Algorithm 1 describes the strategy for our parallel kd-tree construction. The main algorithm runs on the CPU and invokes work units to run in parallel on the GPU. First, each d-dimensional point is split into d separate datasets and scaled by a factor F to quantize the values so they can be sorted by an integer sort. Separating the points by dimension coalesces memory access since only one dimension is sorted at a time, which improves GPU performance [9, 16]. We also compute the maximum element of the dataset per dimension to minimize the number of iterations required during radix sort. At each level of the kd-tree, we sort the points by dimension, compute the median splitting elements, and add the median elements to the tree. Figure 2 shows how each node corresponds to both a subsection of the array and a splitting element. The proposed algorithm recursively constructs a kd-tree using linear-time radix sort on the upper layers of a kd-tree, resulting in \(O(n \text {log}(n))\) runtime. The time spent performing insertion sort on the final levels (see Algorithm 2) can be considered overall linear, since only arrays less than a fixed size (16 in our case) are sorted using insertion sort, and the number of sub-arrays less than a constant size is linear in N.

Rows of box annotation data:
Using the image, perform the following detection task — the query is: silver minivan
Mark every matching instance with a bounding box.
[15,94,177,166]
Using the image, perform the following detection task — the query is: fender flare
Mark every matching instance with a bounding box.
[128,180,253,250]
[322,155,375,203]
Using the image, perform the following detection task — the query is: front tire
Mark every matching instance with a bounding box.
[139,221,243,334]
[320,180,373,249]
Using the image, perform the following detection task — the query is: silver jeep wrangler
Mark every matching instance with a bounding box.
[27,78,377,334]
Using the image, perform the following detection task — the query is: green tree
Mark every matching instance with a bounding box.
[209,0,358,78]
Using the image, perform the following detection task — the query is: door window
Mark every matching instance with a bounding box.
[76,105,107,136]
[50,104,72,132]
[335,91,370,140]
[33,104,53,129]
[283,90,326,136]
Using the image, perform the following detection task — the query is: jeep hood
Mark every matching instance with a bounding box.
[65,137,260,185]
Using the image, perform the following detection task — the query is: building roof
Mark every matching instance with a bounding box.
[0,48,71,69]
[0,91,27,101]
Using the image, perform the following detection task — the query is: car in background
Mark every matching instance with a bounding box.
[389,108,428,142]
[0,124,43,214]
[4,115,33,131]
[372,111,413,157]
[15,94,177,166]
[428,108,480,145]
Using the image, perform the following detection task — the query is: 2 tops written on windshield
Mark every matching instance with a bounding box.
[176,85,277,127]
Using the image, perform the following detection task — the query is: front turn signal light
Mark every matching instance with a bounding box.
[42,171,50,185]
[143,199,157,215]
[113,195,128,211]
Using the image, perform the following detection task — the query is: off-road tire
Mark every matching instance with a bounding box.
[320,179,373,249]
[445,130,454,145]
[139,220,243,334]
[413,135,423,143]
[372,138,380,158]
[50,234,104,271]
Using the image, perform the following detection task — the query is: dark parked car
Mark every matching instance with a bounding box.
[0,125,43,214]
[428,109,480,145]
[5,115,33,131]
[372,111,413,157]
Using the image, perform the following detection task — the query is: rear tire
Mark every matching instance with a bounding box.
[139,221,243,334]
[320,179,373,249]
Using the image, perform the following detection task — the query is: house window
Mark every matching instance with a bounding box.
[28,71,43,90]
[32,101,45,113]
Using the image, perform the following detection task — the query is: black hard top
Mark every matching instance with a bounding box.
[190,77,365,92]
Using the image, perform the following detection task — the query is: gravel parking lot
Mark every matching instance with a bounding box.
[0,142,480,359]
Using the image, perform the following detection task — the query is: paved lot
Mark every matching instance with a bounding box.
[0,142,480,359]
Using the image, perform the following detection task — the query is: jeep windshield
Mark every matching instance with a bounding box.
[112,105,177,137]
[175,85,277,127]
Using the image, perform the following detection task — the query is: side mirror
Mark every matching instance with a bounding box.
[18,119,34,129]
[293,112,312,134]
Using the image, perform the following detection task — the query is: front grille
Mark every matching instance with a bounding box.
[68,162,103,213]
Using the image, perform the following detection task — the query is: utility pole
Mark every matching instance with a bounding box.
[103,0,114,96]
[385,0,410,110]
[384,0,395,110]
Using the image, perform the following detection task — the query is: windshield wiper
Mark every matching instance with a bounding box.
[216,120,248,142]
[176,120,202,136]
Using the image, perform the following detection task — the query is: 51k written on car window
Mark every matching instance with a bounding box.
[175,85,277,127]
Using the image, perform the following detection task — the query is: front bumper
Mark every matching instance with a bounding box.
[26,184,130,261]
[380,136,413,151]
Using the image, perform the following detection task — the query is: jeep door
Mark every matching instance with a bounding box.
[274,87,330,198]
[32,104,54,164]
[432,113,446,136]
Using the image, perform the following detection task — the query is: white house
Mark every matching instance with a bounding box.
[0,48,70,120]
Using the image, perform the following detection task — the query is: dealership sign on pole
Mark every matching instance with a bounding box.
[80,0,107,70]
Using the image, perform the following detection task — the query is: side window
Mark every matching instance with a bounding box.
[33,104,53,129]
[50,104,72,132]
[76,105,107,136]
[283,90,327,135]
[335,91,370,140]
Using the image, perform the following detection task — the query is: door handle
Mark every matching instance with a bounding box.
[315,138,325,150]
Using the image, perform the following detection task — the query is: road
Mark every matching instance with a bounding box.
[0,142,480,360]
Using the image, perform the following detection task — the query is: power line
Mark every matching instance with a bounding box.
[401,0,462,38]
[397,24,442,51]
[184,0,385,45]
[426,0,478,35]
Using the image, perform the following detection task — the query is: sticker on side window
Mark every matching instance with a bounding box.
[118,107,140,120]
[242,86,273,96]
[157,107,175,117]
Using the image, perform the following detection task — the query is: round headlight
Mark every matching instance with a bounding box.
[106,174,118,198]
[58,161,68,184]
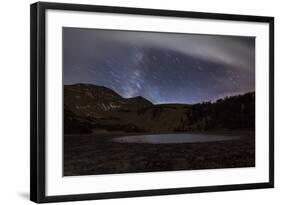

WHAT IS REQUIRED: Continue the text on parallel kd-tree construction, starting after its last sentence. Nothing in the lines is needed.

TASK RESPONSE:
Fig. 2
figure 2

Level 1 handles the entire array, and splits on the median between 0 and N. Nodes in level 2 each handle corresponding sub-arrays (“chunks”) from their parent. This pattern continues until each node only handles a single element

figure a

3.2 Sorting Strategy

The key reason for the performance of our approach is the ability to evenly distribute the sorting load across the GPU, since our profiling shows that 95% of the time constructing the tree is spent sorting.

The challenge in evenly distributing the load is that the number of arrays and their size change with each level of the kd-tree data structure. For example, with N points, the first level requires 1 sort of N points. The second level requires 2 sorts of \(\frac{N-1}{2}\) points each, and so forth, until the final level requires \(\frac{N}{2}\) sorts of 1 point each. Typical parallel sorting algorithms typically work best sorting large arrays, but have too much overhead for sorting smaller arrays.

Our primary method for optimizing sorting to work with the wide range of array sizes is to use a variation on parallel radix sort that can operate on the entire array of N points by handling each sub-array independently. The second optimization is to switch to executing multiple sequential sorts in parallel when the number of sorts is large enough to saturate the threads.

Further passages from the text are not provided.